Add 72 to each coordinate in the lines from the line with "ear, placing a dot on each." through the line with "(1256, 853)", both included, and write all of those lines out again, keeping the ones that hold no coordinates.

Image point annotation entries.
※

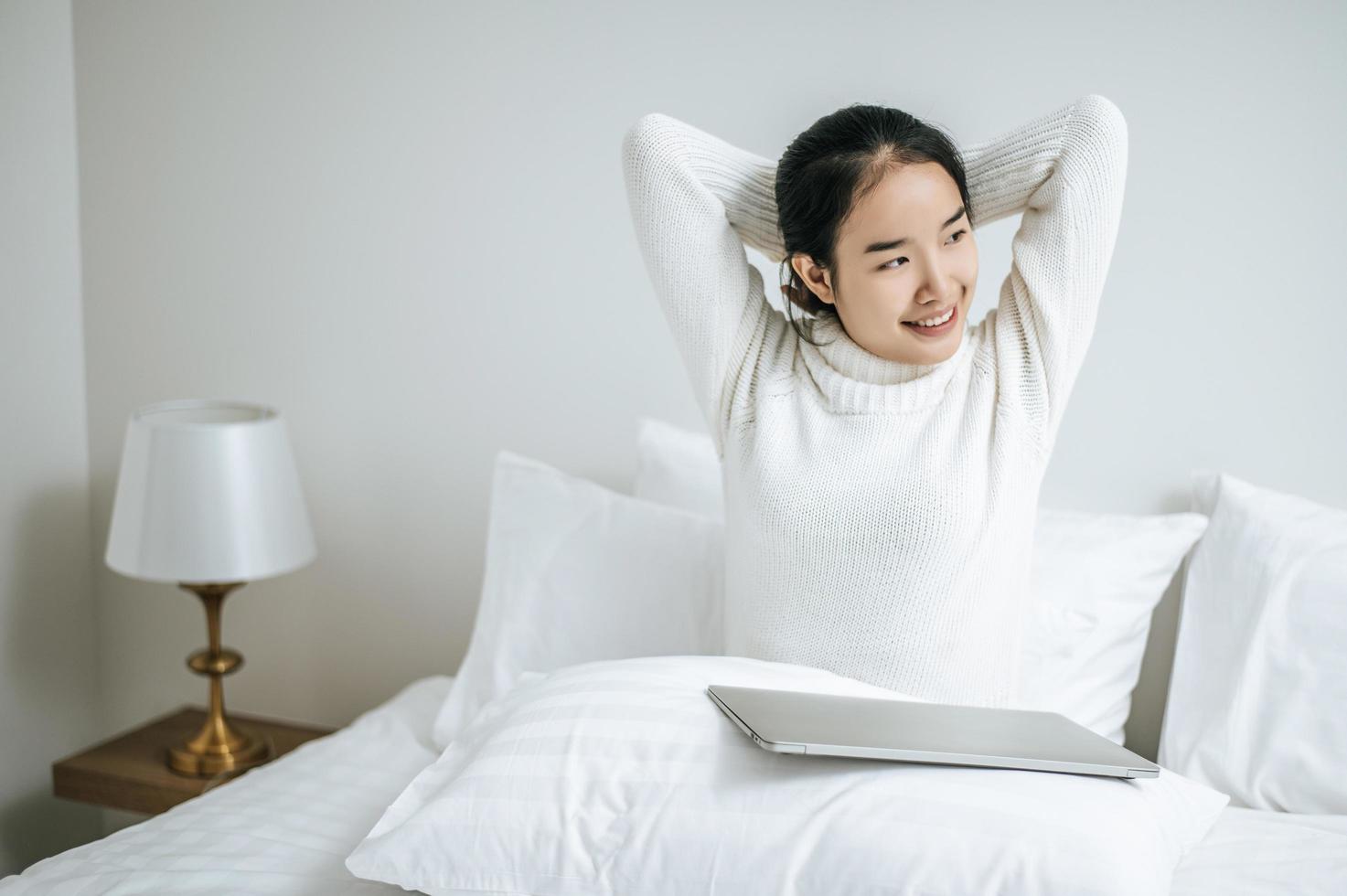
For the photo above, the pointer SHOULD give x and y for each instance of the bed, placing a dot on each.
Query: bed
(294, 825)
(286, 827)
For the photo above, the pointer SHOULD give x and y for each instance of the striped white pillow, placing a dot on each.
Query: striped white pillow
(623, 776)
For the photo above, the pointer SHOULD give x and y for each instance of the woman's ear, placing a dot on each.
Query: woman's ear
(814, 276)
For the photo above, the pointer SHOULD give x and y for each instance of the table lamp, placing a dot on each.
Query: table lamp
(209, 497)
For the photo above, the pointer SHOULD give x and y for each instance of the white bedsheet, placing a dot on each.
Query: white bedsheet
(283, 827)
(286, 829)
(1252, 852)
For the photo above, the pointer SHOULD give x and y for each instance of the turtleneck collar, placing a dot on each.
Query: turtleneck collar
(857, 380)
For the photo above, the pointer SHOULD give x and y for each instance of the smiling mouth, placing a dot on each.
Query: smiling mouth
(935, 330)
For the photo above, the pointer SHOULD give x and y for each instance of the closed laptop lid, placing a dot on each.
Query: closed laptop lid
(792, 721)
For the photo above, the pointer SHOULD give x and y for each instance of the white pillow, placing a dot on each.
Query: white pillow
(1258, 693)
(577, 571)
(1096, 581)
(624, 778)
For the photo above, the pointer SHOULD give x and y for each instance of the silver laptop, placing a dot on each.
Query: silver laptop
(914, 731)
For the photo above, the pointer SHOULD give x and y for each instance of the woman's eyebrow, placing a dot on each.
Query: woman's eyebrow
(893, 244)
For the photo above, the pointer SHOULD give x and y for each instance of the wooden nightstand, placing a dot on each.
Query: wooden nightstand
(130, 771)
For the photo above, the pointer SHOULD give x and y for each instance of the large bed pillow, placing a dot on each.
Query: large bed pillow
(577, 571)
(624, 778)
(1258, 693)
(1096, 581)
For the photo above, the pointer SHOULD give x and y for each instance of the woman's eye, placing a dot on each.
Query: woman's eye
(891, 266)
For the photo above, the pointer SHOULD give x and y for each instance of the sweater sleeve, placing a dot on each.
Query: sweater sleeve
(695, 202)
(1065, 171)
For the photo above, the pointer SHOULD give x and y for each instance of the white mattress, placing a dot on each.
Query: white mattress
(283, 827)
(287, 827)
(1256, 853)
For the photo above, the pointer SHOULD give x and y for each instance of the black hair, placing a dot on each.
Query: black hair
(830, 167)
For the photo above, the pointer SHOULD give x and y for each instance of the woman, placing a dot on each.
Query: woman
(882, 477)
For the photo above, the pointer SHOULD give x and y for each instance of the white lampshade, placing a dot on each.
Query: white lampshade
(208, 492)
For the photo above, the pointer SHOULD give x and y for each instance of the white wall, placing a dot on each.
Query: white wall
(404, 225)
(48, 620)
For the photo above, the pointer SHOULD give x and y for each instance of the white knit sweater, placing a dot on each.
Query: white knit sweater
(880, 515)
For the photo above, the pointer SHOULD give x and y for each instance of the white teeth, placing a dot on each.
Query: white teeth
(936, 321)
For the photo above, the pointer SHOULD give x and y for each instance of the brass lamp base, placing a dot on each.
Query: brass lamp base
(219, 747)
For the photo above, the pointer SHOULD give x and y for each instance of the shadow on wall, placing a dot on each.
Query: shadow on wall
(1141, 733)
(48, 677)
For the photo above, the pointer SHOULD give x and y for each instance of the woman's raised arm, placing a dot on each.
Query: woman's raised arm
(695, 201)
(1065, 170)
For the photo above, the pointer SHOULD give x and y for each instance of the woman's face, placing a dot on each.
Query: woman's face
(880, 290)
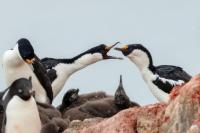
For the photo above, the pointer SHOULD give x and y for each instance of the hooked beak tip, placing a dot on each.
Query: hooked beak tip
(119, 49)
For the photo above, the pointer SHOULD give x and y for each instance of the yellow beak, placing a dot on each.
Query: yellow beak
(30, 61)
(109, 47)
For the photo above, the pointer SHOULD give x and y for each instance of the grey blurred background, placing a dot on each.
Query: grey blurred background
(170, 29)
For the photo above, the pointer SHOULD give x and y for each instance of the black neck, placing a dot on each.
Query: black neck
(72, 60)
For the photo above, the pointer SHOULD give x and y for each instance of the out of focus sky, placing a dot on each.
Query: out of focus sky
(170, 29)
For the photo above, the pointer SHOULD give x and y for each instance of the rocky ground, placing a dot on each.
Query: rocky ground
(181, 115)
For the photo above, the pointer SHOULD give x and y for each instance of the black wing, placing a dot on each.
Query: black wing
(43, 78)
(169, 73)
(49, 63)
(172, 72)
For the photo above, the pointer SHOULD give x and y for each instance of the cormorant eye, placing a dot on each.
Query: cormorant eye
(20, 90)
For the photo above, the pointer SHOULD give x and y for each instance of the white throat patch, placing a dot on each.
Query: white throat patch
(140, 58)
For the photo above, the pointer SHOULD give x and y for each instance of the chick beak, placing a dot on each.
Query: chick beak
(32, 93)
(30, 61)
(107, 49)
(123, 49)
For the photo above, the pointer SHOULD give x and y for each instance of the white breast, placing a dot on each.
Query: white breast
(148, 77)
(22, 116)
(14, 68)
(64, 71)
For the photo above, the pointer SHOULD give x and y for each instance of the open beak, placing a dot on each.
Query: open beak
(107, 49)
(30, 61)
(32, 93)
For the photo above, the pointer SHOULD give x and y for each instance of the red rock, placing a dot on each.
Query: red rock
(181, 115)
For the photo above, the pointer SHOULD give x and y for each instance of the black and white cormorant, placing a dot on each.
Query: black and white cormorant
(160, 79)
(22, 62)
(59, 70)
(20, 109)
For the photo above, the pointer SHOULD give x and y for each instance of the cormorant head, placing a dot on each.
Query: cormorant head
(26, 50)
(23, 88)
(138, 54)
(70, 96)
(103, 50)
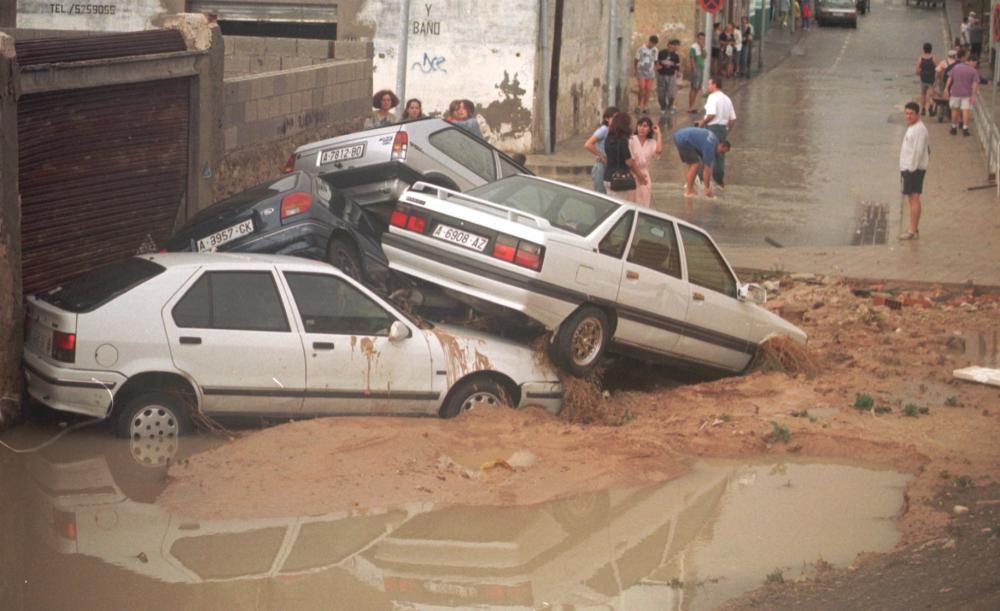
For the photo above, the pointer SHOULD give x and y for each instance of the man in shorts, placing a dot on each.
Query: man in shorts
(963, 83)
(696, 67)
(913, 157)
(697, 146)
(645, 71)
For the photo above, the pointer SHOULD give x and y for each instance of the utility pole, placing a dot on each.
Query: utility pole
(11, 319)
(404, 44)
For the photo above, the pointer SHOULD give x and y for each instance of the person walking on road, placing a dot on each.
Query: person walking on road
(914, 155)
(645, 71)
(667, 62)
(644, 146)
(619, 157)
(719, 119)
(695, 69)
(698, 147)
(926, 70)
(595, 144)
(963, 83)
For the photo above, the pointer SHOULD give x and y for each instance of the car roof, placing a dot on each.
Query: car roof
(237, 260)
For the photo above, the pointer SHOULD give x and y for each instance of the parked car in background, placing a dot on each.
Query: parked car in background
(837, 11)
(376, 165)
(154, 340)
(595, 271)
(298, 214)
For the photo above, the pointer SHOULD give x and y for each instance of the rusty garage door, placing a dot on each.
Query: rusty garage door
(102, 174)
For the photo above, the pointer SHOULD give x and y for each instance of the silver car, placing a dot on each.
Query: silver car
(378, 164)
(595, 271)
(155, 340)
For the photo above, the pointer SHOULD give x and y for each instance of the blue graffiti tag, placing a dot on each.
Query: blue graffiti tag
(429, 64)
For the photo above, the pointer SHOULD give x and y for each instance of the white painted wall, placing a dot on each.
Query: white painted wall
(464, 49)
(95, 15)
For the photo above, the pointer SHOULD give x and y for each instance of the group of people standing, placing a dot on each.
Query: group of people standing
(461, 113)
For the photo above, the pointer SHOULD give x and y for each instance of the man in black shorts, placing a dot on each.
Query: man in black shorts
(913, 158)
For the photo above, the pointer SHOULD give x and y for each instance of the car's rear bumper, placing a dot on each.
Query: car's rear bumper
(439, 266)
(547, 395)
(90, 393)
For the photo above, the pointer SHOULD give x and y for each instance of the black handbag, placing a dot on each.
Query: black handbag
(621, 180)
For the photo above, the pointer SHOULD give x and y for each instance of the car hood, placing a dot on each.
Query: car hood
(467, 351)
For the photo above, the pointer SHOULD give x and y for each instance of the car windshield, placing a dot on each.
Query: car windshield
(93, 289)
(575, 211)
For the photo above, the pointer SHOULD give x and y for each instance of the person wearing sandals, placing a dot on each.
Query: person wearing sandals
(913, 158)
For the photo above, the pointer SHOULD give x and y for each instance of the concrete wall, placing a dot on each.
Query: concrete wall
(485, 52)
(253, 55)
(267, 115)
(101, 15)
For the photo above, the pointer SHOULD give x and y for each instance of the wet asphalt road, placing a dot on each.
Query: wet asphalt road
(816, 138)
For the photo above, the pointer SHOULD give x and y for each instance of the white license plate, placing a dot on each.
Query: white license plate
(462, 238)
(217, 239)
(343, 153)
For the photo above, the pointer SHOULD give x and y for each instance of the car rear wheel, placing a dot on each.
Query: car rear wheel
(342, 255)
(581, 340)
(153, 421)
(475, 393)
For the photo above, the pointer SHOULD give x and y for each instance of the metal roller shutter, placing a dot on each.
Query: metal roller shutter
(102, 171)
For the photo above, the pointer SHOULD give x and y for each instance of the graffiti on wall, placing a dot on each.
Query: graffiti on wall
(426, 26)
(510, 110)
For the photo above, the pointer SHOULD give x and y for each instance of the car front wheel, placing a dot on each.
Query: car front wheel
(581, 340)
(475, 393)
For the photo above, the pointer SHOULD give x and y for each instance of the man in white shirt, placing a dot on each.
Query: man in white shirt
(913, 158)
(719, 119)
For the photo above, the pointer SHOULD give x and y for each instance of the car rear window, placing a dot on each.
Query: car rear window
(570, 209)
(97, 287)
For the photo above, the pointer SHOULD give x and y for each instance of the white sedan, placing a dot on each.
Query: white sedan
(154, 340)
(597, 272)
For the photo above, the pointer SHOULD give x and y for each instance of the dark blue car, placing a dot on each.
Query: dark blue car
(298, 214)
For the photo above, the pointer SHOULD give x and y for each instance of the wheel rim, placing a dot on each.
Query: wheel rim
(153, 435)
(587, 341)
(481, 399)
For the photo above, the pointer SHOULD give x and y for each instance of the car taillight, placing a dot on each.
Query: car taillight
(406, 220)
(529, 255)
(295, 203)
(399, 145)
(64, 346)
(523, 253)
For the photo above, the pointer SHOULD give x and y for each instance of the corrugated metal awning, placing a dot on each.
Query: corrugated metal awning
(249, 10)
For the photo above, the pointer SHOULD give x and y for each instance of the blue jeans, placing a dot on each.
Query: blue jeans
(597, 176)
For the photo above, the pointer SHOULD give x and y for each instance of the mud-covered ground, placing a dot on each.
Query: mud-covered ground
(881, 394)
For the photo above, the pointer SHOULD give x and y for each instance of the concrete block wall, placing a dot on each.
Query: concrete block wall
(267, 115)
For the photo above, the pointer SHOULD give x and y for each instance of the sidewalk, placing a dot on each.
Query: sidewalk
(959, 230)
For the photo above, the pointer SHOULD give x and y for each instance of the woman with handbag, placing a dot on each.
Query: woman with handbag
(645, 146)
(618, 178)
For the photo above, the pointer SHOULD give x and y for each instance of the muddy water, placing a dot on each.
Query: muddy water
(86, 535)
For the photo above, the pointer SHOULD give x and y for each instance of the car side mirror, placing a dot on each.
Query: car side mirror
(753, 292)
(398, 332)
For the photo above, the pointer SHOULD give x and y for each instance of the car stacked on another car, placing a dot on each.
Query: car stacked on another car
(156, 339)
(596, 271)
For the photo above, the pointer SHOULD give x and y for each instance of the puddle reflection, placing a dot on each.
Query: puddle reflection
(691, 543)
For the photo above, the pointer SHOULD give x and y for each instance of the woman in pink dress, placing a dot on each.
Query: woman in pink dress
(645, 146)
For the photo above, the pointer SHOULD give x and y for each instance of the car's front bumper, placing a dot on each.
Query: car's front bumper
(90, 393)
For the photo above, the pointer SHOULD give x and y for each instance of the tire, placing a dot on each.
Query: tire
(342, 254)
(155, 417)
(581, 340)
(475, 392)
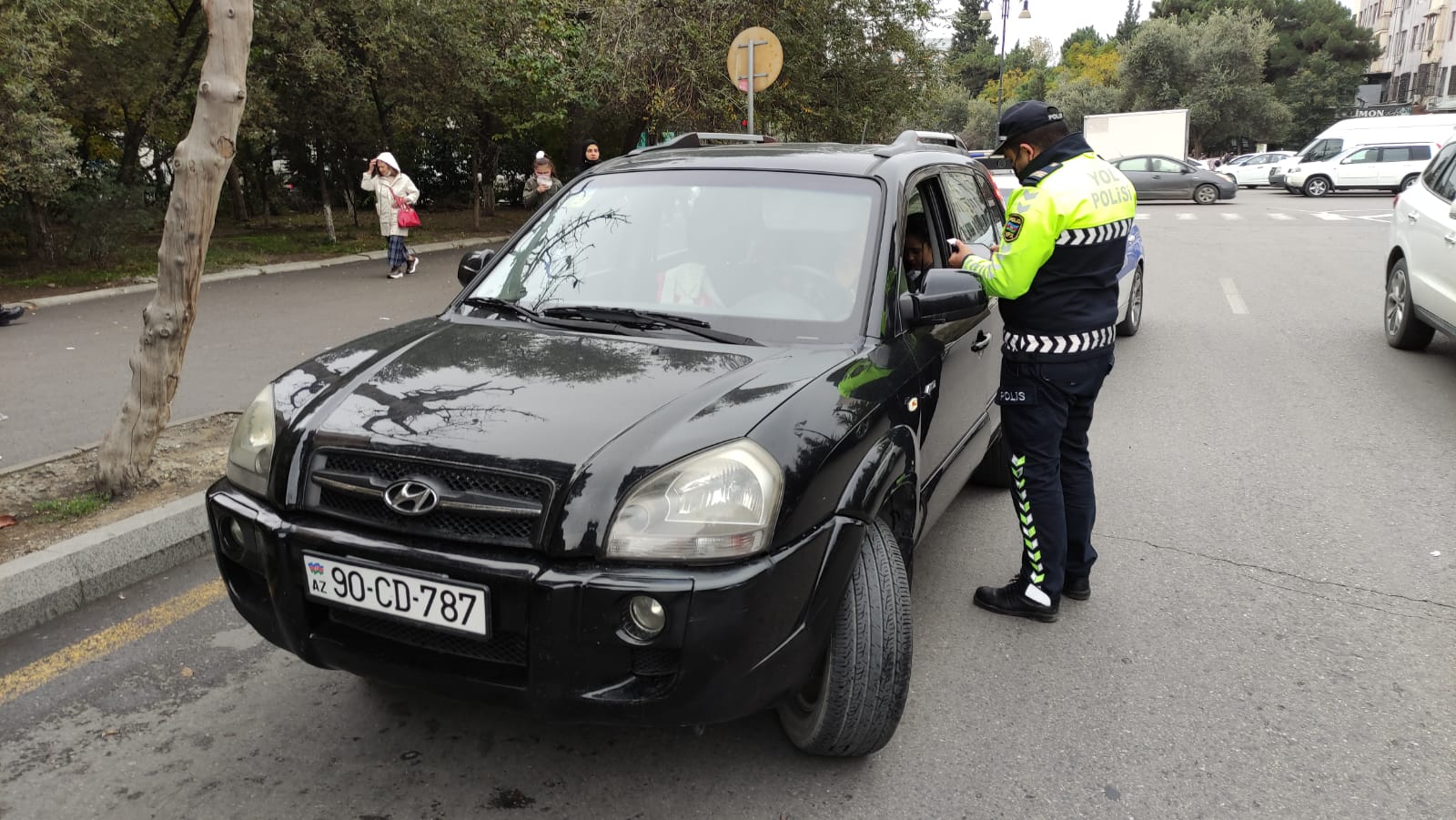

※

THE ANSWER.
For the photo above, the pointer SHOULD give x and y for each instance of the woman's ear, placing a dot on each.
Query: woman's ear
(886, 348)
For the photo above, the pointer SHOULD give x and y for each instance of the table lamp, placing a dot on each.
Query: table lamp
(281, 569)
For the photo above, the pointer SHOULD give x and y for each instance of the white bedsheet, placing a dot on each.
Query: white bedsheet
(355, 899)
(358, 901)
(1324, 924)
For the photo above, the pointer SHOULD give x and y for each instance of the turtleneck collar, placing a dot on each.
Query: turtleneck collar
(929, 452)
For the photo above, the pointer SHOULD give x and y for each instance of the smiling mouth, placing a dot on each.
Query: smiling mouth
(1007, 402)
For the photo above, the pointer SHOULD give x and y for each instance of the closed laptop lid, placing a dot on each.
Query: closed laptop lid
(864, 793)
For the photo above, the pointer SHOULD give x and y for each instance of the white pillow, placing a dot on each.
Query: white pillow
(1330, 765)
(649, 643)
(1168, 653)
(696, 850)
For the photo above, the pointer SHOULD give x and y for each instance of the silver laptop, placing a dot on each.
Query: silver laptop
(986, 803)
For the photo above, the pointer SHOULD give x and y for each instance of the woman's eyebrow, placing a dot on each.
Query: woman's eyebrow
(965, 316)
For the photo above, the pointer SHOULD give x and y for each instance of the wooden nightstand, placing a dot on each.
Query: wooden nightstand
(202, 843)
For the photo above, the pointer SHOULD give x and y for each instance of the large bed pillow, placing a dot on each.
Query: large bed pillow
(649, 643)
(696, 850)
(1330, 765)
(1168, 653)
For the photo above, the pointer SHOULD give x and y for each instance of the woman's eye, placing a dot on each.
Query: woman's eye
(963, 338)
For the photo above, the pointer SHOULD give x and y for each instance of the sweater sleeve, placing a dot on each.
Query: sweater sleeve
(767, 274)
(1137, 243)
For the photo above, the pointer SHOULD give x and y for each instance of the white mattress, placing a dot on each.
Query: white mattress
(355, 899)
(359, 899)
(1328, 925)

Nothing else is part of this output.